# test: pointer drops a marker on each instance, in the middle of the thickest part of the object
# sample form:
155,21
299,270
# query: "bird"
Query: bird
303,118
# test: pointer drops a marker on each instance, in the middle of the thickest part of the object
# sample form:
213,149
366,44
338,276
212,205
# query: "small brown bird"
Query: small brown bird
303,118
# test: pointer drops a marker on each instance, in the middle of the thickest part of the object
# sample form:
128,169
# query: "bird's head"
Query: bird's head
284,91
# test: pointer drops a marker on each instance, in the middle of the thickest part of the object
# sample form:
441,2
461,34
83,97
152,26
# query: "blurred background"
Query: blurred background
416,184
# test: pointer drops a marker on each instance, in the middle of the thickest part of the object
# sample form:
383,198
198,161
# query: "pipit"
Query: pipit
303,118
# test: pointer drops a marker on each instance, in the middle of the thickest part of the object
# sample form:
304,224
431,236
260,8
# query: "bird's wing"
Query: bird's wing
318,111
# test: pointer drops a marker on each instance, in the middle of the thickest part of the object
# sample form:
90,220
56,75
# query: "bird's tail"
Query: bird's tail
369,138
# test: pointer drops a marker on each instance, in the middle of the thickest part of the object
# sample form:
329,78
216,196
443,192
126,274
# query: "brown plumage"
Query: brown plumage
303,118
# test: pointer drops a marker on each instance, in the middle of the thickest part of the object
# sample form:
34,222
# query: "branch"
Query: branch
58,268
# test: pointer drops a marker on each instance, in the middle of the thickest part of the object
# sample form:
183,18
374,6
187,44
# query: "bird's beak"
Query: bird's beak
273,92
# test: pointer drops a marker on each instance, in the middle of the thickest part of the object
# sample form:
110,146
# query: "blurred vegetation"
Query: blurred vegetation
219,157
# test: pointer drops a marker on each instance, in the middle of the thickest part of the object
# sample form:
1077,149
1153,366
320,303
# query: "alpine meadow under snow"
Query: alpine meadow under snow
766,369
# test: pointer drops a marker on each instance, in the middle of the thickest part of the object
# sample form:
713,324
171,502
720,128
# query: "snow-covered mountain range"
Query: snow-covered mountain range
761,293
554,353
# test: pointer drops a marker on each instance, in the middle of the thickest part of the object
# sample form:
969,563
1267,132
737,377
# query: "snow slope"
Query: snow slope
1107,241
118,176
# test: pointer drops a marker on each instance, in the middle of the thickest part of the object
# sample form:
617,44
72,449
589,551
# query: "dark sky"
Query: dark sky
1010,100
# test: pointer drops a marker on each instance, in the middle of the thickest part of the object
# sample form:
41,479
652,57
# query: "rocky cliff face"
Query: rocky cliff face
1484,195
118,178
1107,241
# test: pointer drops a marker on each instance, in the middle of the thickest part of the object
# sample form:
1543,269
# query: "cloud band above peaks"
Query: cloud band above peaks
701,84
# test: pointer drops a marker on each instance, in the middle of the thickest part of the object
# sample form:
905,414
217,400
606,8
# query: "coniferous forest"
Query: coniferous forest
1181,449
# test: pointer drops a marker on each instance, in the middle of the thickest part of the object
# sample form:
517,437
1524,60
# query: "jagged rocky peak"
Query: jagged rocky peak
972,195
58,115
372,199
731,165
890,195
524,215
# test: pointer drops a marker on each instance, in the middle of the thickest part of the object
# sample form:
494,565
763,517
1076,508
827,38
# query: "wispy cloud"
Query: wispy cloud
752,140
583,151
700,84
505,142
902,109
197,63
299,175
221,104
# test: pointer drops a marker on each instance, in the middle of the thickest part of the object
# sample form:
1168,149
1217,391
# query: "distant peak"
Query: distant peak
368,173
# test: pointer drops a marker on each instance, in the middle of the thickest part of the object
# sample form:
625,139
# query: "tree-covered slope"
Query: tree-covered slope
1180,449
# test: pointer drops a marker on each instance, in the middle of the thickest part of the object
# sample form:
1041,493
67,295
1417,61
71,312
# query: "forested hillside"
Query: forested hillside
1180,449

Problem details ::
Give the records above again, word for word.

The response ::
# test: pointer drops a marker on each instance, in the middle of the thickest part of the object
# sample form:
155,21
299,270
# query: "bird"
Query: bird
303,118
# test: pointer drops a marker on each instance, in the middle of the thickest part of the object
# sample form:
213,149
366,44
338,276
212,205
# query: "small brown bird"
Query: small brown bird
303,118
# test: pointer drops a marker on each instance, in the middle of the thickest part of the object
# sample form:
128,169
# query: "bird's head"
Query: bird's head
284,91
# test: pointer drops a marker on each instance, in the middle of the thickest part of the object
# sample form:
441,2
461,34
83,97
152,26
# query: "blurred background"
Query: blurred background
416,184
# test: pointer drops a marker on each instance, in the middle of the thickest part of the object
# sample form:
383,198
198,161
# query: "pipit"
Query: pipit
303,118
# test: pointer drops a marker on each instance, in the middle of the thickest part of the object
# sample form:
304,224
431,236
260,8
# query: "bird's wing"
Query: bird's wing
318,111
# test: pointer drops a marker on each instance, in the middle of the thickest part of the object
# sample form:
90,220
56,75
# query: "bird's tail"
Query: bird's tail
369,138
# test: pointer drops a marker on each instance, in the middle of the thickest part of the object
# sample form:
329,78
216,196
443,192
126,274
# query: "brown plumage"
Query: brown plumage
303,118
# test: pointer drops a marker on each instance, in the middle of the thickest part of the object
# sample form:
34,222
# query: "branch"
Query: branch
58,268
# test: pointer drops a marker on each instance, in the middle of the thickest part of the object
# sample form:
183,18
374,6
187,44
# query: "bird's beak"
Query: bird's beak
273,92
# test: pointer drops a marker on each instance, in the middle of the thickest part of the object
# sample form:
110,146
# query: "blurred vegetation"
Query: blurred vegetation
219,157
# test: pointer drops a marker on each instance, in the middle of the thickest part of the object
# sample form:
1077,149
1153,366
320,303
# query: "alpine meadow under snow"
Query: alpine meadow under snow
766,369
# test: pointer drops a marker on each instance, in the middle of the thickest part of the object
# sample form:
713,324
171,502
720,128
# query: "snow-covered mountain range"
Query: snow-covered mountain range
761,293
554,353
# test: pointer drops a marker on each instance, in the middle of the thickest part of the object
# sample form:
969,563
1267,132
737,377
# query: "snow slope"
Query: snow slope
1107,241
118,176
# test: pointer drops a marker on each instance, in the middle of the thickest part of the object
# sample form:
617,44
72,449
589,551
# query: "dark sky"
Query: dark sky
1010,100
# test: pointer drops a marker on each instance, in the middle of the thickest part of the object
# sample form:
41,479
652,57
# query: "rocky cliff face"
Query: rocky cliff face
1484,195
118,178
1107,241
# test: pointer drops a marker on each instance, in the middle of the thickest part of the object
# sample form:
1543,269
# query: "cloud band above peaks"
Query: cloud band above peaks
701,84
# test: pointer drops a marker on each instance, in the middle of the thickest part of the object
# sample form:
905,414
217,400
606,8
# query: "coniferous forest"
Query: coniferous forest
1181,449
# test: pointer drops a marker on each instance, in the middle of the thickest part of the object
# sample form:
517,437
1524,60
# query: "jagged rocky peak"
Query: jagged rocky peak
972,195
58,115
372,199
731,165
890,195
524,215
# test: pointer drops a marker on each instance, in the middle of the thickest part of the object
# sample form:
494,565
763,517
1076,508
827,38
# query: "wispy cloud"
Query: wispy cloud
752,140
583,151
700,84
505,142
902,109
197,63
299,175
221,104
# test: pointer drops a marker on each instance, in the middle of the thickest part of the object
# sample form:
1168,149
1217,391
# query: "distant peak"
Query: distant peak
368,173
# test: pointer drops a marker on each instance, in the middle of the thickest part of the object
# sample form:
625,139
# query: "tree-covered slope"
Query: tree-covered slope
1180,449
# test: pointer drops a marker on each instance, in the middle of the thickest part of the object
# sample form:
1041,493
67,295
1417,61
71,312
# query: "forested hillside"
Query: forested hillside
1180,449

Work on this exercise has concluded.